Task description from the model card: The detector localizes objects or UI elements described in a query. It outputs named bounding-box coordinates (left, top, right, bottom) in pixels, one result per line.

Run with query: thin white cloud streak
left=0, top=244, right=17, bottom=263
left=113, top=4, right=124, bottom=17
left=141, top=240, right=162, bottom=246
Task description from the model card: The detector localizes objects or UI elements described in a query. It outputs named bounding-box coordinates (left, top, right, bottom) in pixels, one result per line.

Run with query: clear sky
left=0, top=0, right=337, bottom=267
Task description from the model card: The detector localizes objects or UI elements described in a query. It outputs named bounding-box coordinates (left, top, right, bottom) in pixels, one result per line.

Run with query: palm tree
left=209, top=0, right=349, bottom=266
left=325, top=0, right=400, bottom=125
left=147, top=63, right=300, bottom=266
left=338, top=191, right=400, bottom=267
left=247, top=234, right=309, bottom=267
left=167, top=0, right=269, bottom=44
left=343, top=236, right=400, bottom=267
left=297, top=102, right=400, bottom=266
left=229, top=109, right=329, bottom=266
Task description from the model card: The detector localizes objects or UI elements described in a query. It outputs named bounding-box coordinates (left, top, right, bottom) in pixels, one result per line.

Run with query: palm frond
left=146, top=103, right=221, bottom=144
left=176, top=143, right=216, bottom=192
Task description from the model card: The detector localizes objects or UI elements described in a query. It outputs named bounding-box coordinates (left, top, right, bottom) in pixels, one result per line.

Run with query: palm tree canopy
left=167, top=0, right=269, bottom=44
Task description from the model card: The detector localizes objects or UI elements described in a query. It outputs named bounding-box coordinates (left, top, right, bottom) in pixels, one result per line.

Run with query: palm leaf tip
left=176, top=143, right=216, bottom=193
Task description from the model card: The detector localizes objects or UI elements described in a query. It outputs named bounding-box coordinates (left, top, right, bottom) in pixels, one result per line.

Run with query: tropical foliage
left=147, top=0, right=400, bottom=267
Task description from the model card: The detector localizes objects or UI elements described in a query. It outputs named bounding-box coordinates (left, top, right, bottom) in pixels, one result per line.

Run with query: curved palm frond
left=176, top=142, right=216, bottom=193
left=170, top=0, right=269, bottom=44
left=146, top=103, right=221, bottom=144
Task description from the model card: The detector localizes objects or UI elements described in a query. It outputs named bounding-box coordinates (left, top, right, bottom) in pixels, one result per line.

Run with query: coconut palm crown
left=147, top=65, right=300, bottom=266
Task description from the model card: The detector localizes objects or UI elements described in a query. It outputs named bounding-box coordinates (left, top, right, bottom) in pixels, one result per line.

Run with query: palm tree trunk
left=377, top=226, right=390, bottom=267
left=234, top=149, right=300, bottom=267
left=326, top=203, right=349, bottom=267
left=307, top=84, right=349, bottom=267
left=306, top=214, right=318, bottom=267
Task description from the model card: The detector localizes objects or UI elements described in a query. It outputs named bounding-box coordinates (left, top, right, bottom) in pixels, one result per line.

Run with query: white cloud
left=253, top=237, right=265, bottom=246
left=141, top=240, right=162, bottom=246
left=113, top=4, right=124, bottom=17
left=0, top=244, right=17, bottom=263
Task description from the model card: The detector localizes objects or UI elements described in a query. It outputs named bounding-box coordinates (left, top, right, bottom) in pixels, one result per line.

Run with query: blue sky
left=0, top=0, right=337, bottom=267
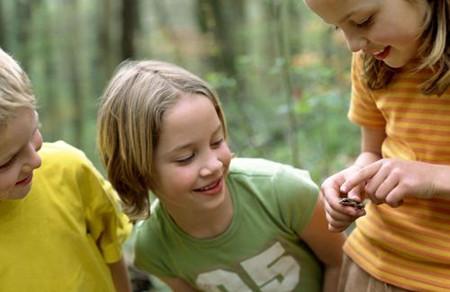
= = = = = = =
Aim = How many lines in the material above contain the word "frond"? Reply with the number alone.

The response = 2